# What you will do
Start your answer with the line containing "Target: blue racing pant" and end it with the last line of the records below, retyping every line between exactly and adding nothing.

# Records from a dataset
▼▼▼
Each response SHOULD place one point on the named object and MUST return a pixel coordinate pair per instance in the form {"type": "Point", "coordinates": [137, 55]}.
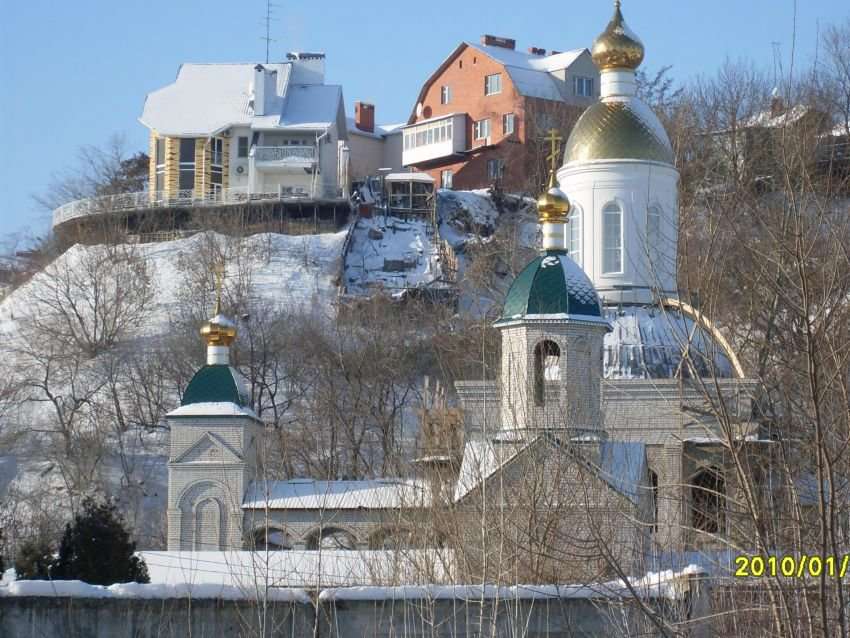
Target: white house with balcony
{"type": "Point", "coordinates": [231, 131]}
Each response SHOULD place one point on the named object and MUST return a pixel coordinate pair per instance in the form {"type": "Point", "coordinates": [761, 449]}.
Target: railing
{"type": "Point", "coordinates": [284, 153]}
{"type": "Point", "coordinates": [161, 199]}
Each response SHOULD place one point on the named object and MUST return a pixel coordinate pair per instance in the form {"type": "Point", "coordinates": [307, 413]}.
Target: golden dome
{"type": "Point", "coordinates": [618, 129]}
{"type": "Point", "coordinates": [553, 206]}
{"type": "Point", "coordinates": [219, 331]}
{"type": "Point", "coordinates": [618, 47]}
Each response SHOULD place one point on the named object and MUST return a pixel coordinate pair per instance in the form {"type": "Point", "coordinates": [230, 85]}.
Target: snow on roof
{"type": "Point", "coordinates": [225, 408]}
{"type": "Point", "coordinates": [207, 98]}
{"type": "Point", "coordinates": [79, 589]}
{"type": "Point", "coordinates": [531, 73]}
{"type": "Point", "coordinates": [409, 177]}
{"type": "Point", "coordinates": [299, 568]}
{"type": "Point", "coordinates": [310, 494]}
{"type": "Point", "coordinates": [664, 584]}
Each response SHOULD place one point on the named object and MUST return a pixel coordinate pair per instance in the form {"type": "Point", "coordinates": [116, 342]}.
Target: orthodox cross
{"type": "Point", "coordinates": [554, 140]}
{"type": "Point", "coordinates": [218, 271]}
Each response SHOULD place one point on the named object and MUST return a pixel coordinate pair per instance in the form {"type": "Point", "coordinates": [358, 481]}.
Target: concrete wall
{"type": "Point", "coordinates": [459, 616]}
{"type": "Point", "coordinates": [63, 617]}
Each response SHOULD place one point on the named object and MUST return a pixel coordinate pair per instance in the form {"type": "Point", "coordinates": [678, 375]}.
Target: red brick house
{"type": "Point", "coordinates": [476, 115]}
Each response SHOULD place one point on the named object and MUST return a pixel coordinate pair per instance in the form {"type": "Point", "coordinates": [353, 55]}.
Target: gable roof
{"type": "Point", "coordinates": [207, 98]}
{"type": "Point", "coordinates": [529, 73]}
{"type": "Point", "coordinates": [311, 494]}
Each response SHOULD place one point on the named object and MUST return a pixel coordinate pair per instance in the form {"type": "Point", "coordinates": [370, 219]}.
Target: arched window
{"type": "Point", "coordinates": [575, 234]}
{"type": "Point", "coordinates": [612, 238]}
{"type": "Point", "coordinates": [653, 235]}
{"type": "Point", "coordinates": [708, 489]}
{"type": "Point", "coordinates": [208, 526]}
{"type": "Point", "coordinates": [331, 538]}
{"type": "Point", "coordinates": [653, 486]}
{"type": "Point", "coordinates": [270, 538]}
{"type": "Point", "coordinates": [547, 357]}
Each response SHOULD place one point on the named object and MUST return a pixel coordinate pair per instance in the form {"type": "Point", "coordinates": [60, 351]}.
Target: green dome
{"type": "Point", "coordinates": [216, 384]}
{"type": "Point", "coordinates": [552, 284]}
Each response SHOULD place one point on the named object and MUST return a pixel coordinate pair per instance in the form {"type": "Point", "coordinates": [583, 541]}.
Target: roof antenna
{"type": "Point", "coordinates": [270, 6]}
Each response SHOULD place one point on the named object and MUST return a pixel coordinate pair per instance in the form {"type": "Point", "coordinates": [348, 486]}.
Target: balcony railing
{"type": "Point", "coordinates": [285, 154]}
{"type": "Point", "coordinates": [162, 199]}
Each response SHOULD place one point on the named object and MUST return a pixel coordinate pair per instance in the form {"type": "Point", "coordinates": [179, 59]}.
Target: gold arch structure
{"type": "Point", "coordinates": [705, 322]}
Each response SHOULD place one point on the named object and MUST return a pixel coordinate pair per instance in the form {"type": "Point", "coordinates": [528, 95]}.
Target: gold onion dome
{"type": "Point", "coordinates": [618, 47]}
{"type": "Point", "coordinates": [553, 206]}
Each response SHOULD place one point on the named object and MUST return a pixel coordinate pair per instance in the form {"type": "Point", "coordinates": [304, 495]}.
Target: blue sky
{"type": "Point", "coordinates": [74, 73]}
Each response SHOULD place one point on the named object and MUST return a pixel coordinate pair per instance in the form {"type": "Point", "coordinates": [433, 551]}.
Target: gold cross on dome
{"type": "Point", "coordinates": [554, 139]}
{"type": "Point", "coordinates": [219, 271]}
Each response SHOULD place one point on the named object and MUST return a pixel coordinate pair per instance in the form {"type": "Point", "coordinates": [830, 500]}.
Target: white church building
{"type": "Point", "coordinates": [599, 356]}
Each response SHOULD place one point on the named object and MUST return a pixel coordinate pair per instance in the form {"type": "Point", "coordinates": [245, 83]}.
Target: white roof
{"type": "Point", "coordinates": [310, 494]}
{"type": "Point", "coordinates": [298, 568]}
{"type": "Point", "coordinates": [223, 408]}
{"type": "Point", "coordinates": [207, 98]}
{"type": "Point", "coordinates": [531, 73]}
{"type": "Point", "coordinates": [409, 177]}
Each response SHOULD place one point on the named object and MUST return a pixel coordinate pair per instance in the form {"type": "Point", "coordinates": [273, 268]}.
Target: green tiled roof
{"type": "Point", "coordinates": [215, 384]}
{"type": "Point", "coordinates": [552, 284]}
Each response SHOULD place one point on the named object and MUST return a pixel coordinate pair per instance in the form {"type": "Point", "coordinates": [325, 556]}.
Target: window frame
{"type": "Point", "coordinates": [489, 80]}
{"type": "Point", "coordinates": [477, 127]}
{"type": "Point", "coordinates": [610, 208]}
{"type": "Point", "coordinates": [508, 117]}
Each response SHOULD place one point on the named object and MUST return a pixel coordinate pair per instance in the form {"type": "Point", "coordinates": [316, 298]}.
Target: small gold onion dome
{"type": "Point", "coordinates": [553, 206]}
{"type": "Point", "coordinates": [618, 47]}
{"type": "Point", "coordinates": [219, 331]}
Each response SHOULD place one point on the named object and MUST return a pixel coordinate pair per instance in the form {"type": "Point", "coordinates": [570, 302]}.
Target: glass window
{"type": "Point", "coordinates": [653, 233]}
{"type": "Point", "coordinates": [495, 169]}
{"type": "Point", "coordinates": [508, 123]}
{"type": "Point", "coordinates": [242, 147]}
{"type": "Point", "coordinates": [612, 238]}
{"type": "Point", "coordinates": [583, 86]}
{"type": "Point", "coordinates": [481, 129]}
{"type": "Point", "coordinates": [575, 234]}
{"type": "Point", "coordinates": [187, 150]}
{"type": "Point", "coordinates": [446, 179]}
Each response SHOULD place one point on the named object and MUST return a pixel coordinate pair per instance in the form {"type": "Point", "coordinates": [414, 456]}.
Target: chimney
{"type": "Point", "coordinates": [259, 90]}
{"type": "Point", "coordinates": [364, 116]}
{"type": "Point", "coordinates": [496, 41]}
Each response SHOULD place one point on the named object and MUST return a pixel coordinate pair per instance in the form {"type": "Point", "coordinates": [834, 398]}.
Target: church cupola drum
{"type": "Point", "coordinates": [618, 168]}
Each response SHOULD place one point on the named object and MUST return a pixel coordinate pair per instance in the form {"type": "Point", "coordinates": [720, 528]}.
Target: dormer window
{"type": "Point", "coordinates": [493, 84]}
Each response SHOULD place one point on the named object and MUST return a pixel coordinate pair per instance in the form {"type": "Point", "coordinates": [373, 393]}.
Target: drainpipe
{"type": "Point", "coordinates": [318, 160]}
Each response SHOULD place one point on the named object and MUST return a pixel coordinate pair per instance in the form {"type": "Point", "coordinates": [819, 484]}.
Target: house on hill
{"type": "Point", "coordinates": [478, 110]}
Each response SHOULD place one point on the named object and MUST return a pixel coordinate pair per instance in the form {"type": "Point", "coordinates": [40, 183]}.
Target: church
{"type": "Point", "coordinates": [599, 420]}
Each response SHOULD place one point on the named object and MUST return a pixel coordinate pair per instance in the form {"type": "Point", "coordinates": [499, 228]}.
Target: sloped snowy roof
{"type": "Point", "coordinates": [531, 73]}
{"type": "Point", "coordinates": [310, 494]}
{"type": "Point", "coordinates": [246, 570]}
{"type": "Point", "coordinates": [207, 98]}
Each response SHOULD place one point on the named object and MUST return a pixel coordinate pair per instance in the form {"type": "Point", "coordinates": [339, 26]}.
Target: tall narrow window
{"type": "Point", "coordinates": [446, 179]}
{"type": "Point", "coordinates": [612, 238]}
{"type": "Point", "coordinates": [575, 234]}
{"type": "Point", "coordinates": [493, 84]}
{"type": "Point", "coordinates": [707, 498]}
{"type": "Point", "coordinates": [653, 486]}
{"type": "Point", "coordinates": [187, 164]}
{"type": "Point", "coordinates": [653, 235]}
{"type": "Point", "coordinates": [508, 123]}
{"type": "Point", "coordinates": [159, 186]}
{"type": "Point", "coordinates": [445, 94]}
{"type": "Point", "coordinates": [242, 146]}
{"type": "Point", "coordinates": [547, 356]}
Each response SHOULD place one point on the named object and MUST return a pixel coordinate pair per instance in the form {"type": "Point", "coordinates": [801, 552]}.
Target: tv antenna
{"type": "Point", "coordinates": [270, 7]}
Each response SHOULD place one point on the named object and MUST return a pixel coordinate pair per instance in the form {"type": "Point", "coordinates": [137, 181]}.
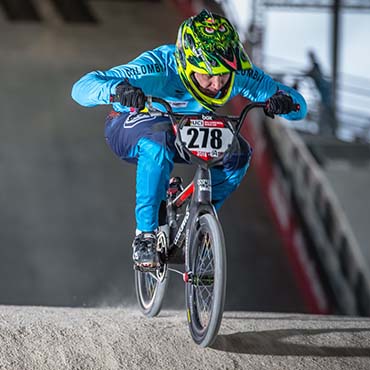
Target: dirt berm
{"type": "Point", "coordinates": [121, 338]}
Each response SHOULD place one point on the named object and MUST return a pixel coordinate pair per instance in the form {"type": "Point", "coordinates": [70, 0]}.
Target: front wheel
{"type": "Point", "coordinates": [206, 288]}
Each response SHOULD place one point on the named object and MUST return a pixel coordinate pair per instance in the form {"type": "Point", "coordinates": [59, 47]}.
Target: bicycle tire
{"type": "Point", "coordinates": [207, 261]}
{"type": "Point", "coordinates": [150, 291]}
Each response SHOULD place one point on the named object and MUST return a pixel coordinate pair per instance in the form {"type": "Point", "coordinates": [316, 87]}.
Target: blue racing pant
{"type": "Point", "coordinates": [135, 137]}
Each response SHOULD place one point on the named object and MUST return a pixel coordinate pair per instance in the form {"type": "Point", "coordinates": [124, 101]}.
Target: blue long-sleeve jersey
{"type": "Point", "coordinates": [155, 72]}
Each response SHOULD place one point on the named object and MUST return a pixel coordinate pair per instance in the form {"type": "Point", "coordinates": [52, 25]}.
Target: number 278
{"type": "Point", "coordinates": [213, 135]}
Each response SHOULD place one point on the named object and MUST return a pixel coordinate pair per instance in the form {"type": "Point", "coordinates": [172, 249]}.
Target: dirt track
▲▲▲
# Answer for this exercise
Target: blue racing pant
{"type": "Point", "coordinates": [135, 137]}
Each response SHOULD place one point on the named object and MUST return a pixel coordinate pair per instance in the form {"type": "Point", "coordinates": [124, 101]}.
Target: blue long-sleeve jersey
{"type": "Point", "coordinates": [155, 72]}
Each response SHOULD place one point on the named object and MUST return a pixel coordinate pair per instance in the form {"type": "Point", "coordinates": [52, 25]}.
Target: number 278
{"type": "Point", "coordinates": [213, 135]}
Each response SHOULD place one point on the named object and MUST return a pixel coordinate pair per instance in the form {"type": "Point", "coordinates": [172, 249]}.
Target: dirt track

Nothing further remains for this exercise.